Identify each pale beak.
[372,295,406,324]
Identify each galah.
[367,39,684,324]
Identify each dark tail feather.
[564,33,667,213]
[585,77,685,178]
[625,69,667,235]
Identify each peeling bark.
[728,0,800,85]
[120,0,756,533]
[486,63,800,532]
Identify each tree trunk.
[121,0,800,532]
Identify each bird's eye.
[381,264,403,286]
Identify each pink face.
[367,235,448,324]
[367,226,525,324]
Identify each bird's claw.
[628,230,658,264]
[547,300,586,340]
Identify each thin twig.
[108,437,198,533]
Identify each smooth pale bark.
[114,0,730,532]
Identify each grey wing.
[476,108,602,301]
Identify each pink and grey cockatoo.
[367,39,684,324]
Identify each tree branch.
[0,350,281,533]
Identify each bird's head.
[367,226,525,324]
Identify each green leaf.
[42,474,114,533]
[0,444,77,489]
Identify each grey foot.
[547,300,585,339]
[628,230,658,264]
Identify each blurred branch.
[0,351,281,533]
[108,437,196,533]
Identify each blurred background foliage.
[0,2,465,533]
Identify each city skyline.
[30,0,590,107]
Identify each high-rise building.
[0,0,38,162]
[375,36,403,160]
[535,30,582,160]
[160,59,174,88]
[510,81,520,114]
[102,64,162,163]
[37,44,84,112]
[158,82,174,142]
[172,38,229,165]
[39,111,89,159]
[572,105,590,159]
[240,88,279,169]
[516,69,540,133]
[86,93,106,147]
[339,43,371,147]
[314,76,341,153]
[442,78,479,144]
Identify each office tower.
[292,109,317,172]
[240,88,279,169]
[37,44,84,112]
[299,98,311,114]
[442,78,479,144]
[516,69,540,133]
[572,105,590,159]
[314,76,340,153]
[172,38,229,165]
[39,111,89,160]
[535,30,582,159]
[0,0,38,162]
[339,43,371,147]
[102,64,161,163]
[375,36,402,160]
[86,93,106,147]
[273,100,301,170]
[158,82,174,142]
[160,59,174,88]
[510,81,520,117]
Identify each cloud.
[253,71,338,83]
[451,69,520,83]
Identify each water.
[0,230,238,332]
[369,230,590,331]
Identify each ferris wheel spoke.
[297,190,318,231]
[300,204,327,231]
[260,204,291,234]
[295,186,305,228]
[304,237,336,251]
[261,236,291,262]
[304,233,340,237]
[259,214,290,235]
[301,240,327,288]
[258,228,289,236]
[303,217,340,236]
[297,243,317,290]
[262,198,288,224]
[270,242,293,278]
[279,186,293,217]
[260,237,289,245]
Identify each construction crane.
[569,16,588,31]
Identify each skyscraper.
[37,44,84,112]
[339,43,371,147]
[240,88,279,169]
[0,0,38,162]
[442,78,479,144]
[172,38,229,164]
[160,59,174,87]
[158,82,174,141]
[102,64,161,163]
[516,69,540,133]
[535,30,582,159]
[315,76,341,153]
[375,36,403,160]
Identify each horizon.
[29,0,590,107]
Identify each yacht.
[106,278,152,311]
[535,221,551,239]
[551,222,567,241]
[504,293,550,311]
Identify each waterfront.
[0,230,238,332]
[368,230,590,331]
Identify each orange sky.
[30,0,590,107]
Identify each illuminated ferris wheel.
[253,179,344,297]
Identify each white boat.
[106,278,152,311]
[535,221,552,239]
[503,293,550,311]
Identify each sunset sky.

▸ **SHORT PROBLEM**: Render every line of the rows above as a numbered list, omitting blank lines.

▸ **ANSWER TO THIS EXERCISE**:
1. Identify each pale beak.
2. [372,295,406,324]
3. Identify each galah.
4. [367,39,684,324]
5. Identify each dark tail feather.
6. [564,33,667,213]
7. [585,77,685,178]
8. [625,69,667,235]
9. Identify each peeling bark.
10. [728,0,800,85]
11. [120,0,756,533]
12. [486,63,800,532]
13. Identify each tree trunk.
14. [121,0,800,532]
15. Identify each bird's eye.
16. [381,264,403,286]
17. Identify each pink face.
18. [367,235,448,324]
19. [367,226,525,324]
20. Identify each bird's claw.
21. [628,230,658,264]
22. [547,300,586,340]
23. Identify each thin twig.
24. [108,437,198,533]
25. Identify each smooth pale bark.
26. [114,0,730,532]
27. Identify each grey wing.
28. [476,108,602,301]
29. Identify each pink and grey cockatoo.
30. [367,39,684,324]
31. Identify each tree branch.
32. [0,350,281,533]
33. Identify each bird's head.
34. [367,226,525,324]
35. Identify each green leaf.
36. [42,474,114,533]
37. [0,444,77,489]
38. Identify each grey foot.
39. [547,300,585,339]
40. [628,230,658,264]
41. Identify each blurred branch.
42. [0,351,281,533]
43. [108,437,196,533]
44. Identify each blurred background foliage.
45. [0,2,465,533]
46. Identify each city skyline.
47. [30,0,590,107]
48. Identify each high-rise building.
49. [0,0,38,162]
50. [375,36,403,160]
51. [535,30,582,160]
52. [160,59,174,88]
53. [510,81,520,114]
54. [102,64,162,163]
55. [37,44,84,112]
56. [158,82,174,142]
57. [172,38,229,165]
58. [39,111,89,159]
59. [572,105,590,159]
60. [240,88,279,169]
61. [516,69,540,133]
62. [86,93,106,147]
63. [339,43,371,147]
64. [314,76,341,153]
65. [442,78,479,144]
66. Identify each office tower.
67. [292,109,317,172]
68. [240,88,279,169]
69. [37,44,84,112]
70. [299,98,311,114]
71. [442,78,479,144]
72. [516,69,540,133]
73. [572,105,590,159]
74. [314,76,340,153]
75. [172,38,229,165]
76. [39,111,89,160]
77. [535,30,582,159]
78. [0,0,38,162]
79. [339,43,371,147]
80. [102,64,161,163]
81. [375,36,402,160]
82. [86,93,106,147]
83. [273,100,301,170]
84. [158,82,174,142]
85. [160,59,174,88]
86. [510,81,520,117]
87. Identify each cloud.
88. [253,71,338,83]
89. [451,69,520,83]
90. Identify each water.
91. [0,230,238,332]
92. [369,230,590,331]
93. Identify each ferris wheel spoke.
94. [297,190,318,231]
95. [300,204,327,231]
96. [260,204,291,234]
97. [295,186,305,228]
98. [304,237,336,251]
99. [261,236,291,262]
100. [304,233,340,237]
101. [259,214,290,235]
102. [301,240,327,288]
103. [258,228,289,236]
104. [303,217,340,236]
105. [297,243,317,290]
106. [262,198,288,224]
107. [270,242,293,278]
108. [279,186,293,217]
109. [260,237,289,245]
110. Identify each construction crane.
111. [569,16,588,31]
112. Identify each skyscraper.
113. [37,44,84,112]
114. [339,43,371,147]
115. [240,88,279,169]
116. [0,0,38,162]
117. [442,78,479,144]
118. [172,38,229,164]
119. [160,59,174,87]
120. [158,82,174,141]
121. [102,64,161,163]
122. [516,69,540,133]
123. [535,30,582,159]
124. [315,76,341,153]
125. [375,36,403,160]
126. Identify each horizon.
127. [29,0,590,107]
128. Identify each yacht.
129. [106,278,152,311]
130. [535,221,551,239]
131. [551,222,567,241]
132. [504,293,550,311]
133. Identify each waterfront.
134. [0,230,238,332]
135. [368,230,590,331]
136. Identify each orange sky.
137. [30,0,590,107]
138. Identify each illuminated ferris wheel.
139. [253,179,344,297]
140. Identify each white boat.
141. [106,278,152,311]
142. [535,221,552,239]
143. [503,293,550,311]
144. Identify each sunset sky.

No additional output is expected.